_Questões a resolver_.
• 1. Transcreva do texto sobre desnutrição e cérebro o trecho que começa em "É o nome dado" e segue até "para sua idade.".
• 2. Segundo o texto sobre desnutrição e cérebro, quais são as condições que permitem à criança alcançar o que seria esperado para sua idade?
• 3. Continue o texto sobre desnutrição e cérebro a partir do ponto em que ele termina.

Recuperar é possível? O que acontece com o cérebro após a desnutrição
Desnutrição afeta o cérebro, mas há chance de recuperação. Veja quando o tratamento funciona e o que ajuda no desenvolvimento.

A desnutrição afeta o cérebro para sempre?
Nem sempre. O cérebro da criança é muito adaptável, especialmente nos primeiros anos de vida. Isso significa que, se a desnutrição for tratada a tempo, há chances reais de recuperação.
Esse potencial de mudança se chama neuroplasticidade — é a capacidade do cérebro de se reorganizar e aprender, mesmo depois de enfrentar dificuldades.
Quanto mais cedo a criança recebe os cuidados certos, maiores são as chances de recuperação.
Estudos mostram que, se a intervenção acontecer antes dos 2 anos, é possível reverter até 70% dos prejuízos cognitivos causados pela desnutrição (1). Mas isso não quer dizer que crianças mais velhas não possam melhorar. Até os 12 anos, o cérebro ainda está em desenvolvimento e pode responder positivamente a tratamentos adequados (2, 3).
O que é o “catch-up” cognitivo?
É o nome dado ao processo de “recuperação” que acontece depois de um período de atraso no desenvolvimento. Com nutrição adequada, ambiente estimulante e apoio psicológico, a criança pode alcançar, pelo menos em parte, o que seria esperado para sua idade.

_Dados do exercício_.
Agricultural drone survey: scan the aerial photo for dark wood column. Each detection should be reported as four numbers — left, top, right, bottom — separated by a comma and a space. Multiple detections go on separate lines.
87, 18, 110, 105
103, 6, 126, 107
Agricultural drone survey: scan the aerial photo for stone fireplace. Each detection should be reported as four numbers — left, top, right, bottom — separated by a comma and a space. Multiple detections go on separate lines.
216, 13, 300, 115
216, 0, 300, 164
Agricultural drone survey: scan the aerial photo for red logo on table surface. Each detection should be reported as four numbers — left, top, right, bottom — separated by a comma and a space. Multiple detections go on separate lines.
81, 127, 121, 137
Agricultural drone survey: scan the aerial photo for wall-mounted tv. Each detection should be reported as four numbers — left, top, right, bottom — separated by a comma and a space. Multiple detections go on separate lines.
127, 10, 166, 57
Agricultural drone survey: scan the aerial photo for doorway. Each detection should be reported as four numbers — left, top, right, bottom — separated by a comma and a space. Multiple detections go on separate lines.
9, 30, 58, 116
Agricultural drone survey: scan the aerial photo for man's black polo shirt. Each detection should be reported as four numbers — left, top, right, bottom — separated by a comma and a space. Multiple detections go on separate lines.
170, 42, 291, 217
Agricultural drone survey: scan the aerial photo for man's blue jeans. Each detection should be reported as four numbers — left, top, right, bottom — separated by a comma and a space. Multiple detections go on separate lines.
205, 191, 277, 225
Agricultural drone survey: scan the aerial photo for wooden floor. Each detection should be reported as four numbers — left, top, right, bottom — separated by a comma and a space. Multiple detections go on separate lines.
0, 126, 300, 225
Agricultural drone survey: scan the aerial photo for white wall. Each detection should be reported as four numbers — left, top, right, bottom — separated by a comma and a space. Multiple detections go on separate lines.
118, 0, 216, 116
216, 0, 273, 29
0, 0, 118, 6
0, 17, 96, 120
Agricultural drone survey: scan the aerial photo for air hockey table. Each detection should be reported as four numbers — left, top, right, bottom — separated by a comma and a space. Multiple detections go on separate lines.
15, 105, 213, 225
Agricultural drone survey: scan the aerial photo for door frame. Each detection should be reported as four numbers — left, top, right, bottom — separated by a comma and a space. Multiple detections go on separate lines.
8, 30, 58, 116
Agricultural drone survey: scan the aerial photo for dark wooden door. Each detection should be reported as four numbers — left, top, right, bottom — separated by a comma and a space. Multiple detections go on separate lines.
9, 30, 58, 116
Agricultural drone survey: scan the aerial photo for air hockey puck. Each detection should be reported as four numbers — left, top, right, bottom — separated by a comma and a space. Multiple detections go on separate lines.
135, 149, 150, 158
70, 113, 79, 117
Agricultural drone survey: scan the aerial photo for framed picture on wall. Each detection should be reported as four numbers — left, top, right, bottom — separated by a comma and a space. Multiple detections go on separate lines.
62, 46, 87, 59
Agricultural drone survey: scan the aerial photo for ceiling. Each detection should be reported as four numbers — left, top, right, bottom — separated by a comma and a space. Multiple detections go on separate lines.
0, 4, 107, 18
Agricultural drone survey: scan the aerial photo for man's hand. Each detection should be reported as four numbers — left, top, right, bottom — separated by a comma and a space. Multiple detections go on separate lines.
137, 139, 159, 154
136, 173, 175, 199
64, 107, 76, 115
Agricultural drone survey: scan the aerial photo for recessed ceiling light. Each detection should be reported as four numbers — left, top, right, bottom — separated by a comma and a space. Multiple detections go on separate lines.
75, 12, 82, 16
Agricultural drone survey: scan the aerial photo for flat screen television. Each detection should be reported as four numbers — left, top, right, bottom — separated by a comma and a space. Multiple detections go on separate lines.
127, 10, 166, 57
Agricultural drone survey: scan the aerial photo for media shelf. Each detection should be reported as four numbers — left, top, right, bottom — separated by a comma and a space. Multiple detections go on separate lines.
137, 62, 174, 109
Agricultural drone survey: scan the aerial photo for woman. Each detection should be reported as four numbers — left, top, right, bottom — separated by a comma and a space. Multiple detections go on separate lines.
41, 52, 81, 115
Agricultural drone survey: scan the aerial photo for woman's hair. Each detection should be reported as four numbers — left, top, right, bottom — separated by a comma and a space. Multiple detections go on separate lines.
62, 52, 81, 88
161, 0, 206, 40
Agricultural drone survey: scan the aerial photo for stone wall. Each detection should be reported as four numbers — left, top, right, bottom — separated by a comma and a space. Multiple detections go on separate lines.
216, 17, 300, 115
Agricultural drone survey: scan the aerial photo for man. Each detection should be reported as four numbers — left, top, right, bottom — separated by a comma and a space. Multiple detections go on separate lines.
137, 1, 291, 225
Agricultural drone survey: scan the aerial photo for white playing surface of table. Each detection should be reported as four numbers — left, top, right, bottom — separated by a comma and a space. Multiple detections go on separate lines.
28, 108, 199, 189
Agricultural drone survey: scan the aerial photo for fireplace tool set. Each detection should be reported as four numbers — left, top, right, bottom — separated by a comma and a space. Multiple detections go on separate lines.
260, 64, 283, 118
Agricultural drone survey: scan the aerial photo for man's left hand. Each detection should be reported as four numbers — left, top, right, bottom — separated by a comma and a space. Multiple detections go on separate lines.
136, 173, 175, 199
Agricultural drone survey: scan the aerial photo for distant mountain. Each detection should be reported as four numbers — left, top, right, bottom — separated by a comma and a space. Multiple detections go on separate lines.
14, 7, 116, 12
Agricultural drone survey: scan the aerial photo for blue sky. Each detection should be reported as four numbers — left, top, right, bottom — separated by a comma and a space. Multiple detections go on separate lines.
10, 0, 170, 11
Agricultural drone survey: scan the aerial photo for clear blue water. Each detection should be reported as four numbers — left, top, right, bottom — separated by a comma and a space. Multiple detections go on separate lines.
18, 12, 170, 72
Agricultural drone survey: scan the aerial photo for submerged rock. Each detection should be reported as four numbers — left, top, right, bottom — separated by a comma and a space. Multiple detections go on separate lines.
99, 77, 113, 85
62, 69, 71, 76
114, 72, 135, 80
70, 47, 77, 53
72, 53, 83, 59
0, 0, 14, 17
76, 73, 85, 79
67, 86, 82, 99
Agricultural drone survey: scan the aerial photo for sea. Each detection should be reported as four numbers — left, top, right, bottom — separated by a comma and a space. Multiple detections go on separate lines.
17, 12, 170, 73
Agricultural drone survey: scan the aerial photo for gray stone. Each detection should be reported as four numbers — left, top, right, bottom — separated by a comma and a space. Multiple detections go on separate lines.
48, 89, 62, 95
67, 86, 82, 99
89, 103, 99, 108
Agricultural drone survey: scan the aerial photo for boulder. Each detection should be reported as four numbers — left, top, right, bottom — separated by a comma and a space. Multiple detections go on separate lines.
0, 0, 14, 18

_Respostas às questões_.
• 1.
É o nome dado ao processo de “recuperação” que acontece depois de um período de atraso no desenvolvimento. Com nutrição adequada, ambiente estimulante e apoio psicológico, a criança pode alcançar, pelo menos em parte, o que seria esperado para sua idade.

• 2. Nutrição adequada, ambiente estimulante e apoio psicológico.

• 3.
Cerca de 85% das crianças com desnutrição leve ou moderada conseguem recuperar boa parte de suas funções cognitivas.
Em casos graves e prolongados, a recuperação pode ser mais difícil — apenas 40% a 50% das crianças conseguem acompanhar seus colegas (4). Mesmo assim, há muito o que pode ser feito para melhorar a atenção, memória e aprendizado.
Funções como memória de trabalho e atenção sustentada têm maior chance de melhora. Já linguagem complexa e planejamento tendem a levar mais tempo para se recuperar (5).
Quatro fatores fazem toda a diferença:
- Gravidade da desnutrição
- Idade da criança no momento da intervenção
- Qualidade do ambiente em que a criança vive
- Se a intervenção inclui nutrição, saúde e estímulo ao mesmo tempo
O que funciona de verdade?

As melhores estratégias são aquelas que combinam várias frentes: alimentação, cuidados de saúde e estímulos para o cérebro. Veja o que já deu certo:
- Programa da Jamaica: combinava nutrição com brincadeiras e atividades educativas. As crianças melhoraram o QI, foram melhor na escola e até ganharam mais dinheiro na vida adulta (7).
- Programa Primeira Infância Melhor (RS): visitas domiciliares com orientação nutricional e estímulos ao desenvolvimento. Quanto mais cedo a criança começava, melhores os resultados (8).
Outras ações eficazes incluem:
- Brincadeiras estruturadas que treinam a atenção e o raciocínio;
- Atividades sensoriais com cores, sons e texturas variadas;
- Jogos no computador que treinam memória e foco;
- Suplementação com ferro, ômega-3 e colina, que ajudam o cérebro a funcionar melhor.
A prevenção ainda é o melhor caminho. Mas, mesmo depois da desnutrição, a recuperação é possível, especialmente se a intervenção for rápida e bem planejada.
🧬 O que aprendemos hoje?

- O cérebro da criança tem grande capacidade de recuperação, especialmente se a desnutrição for tratada até os 2 anos de idade.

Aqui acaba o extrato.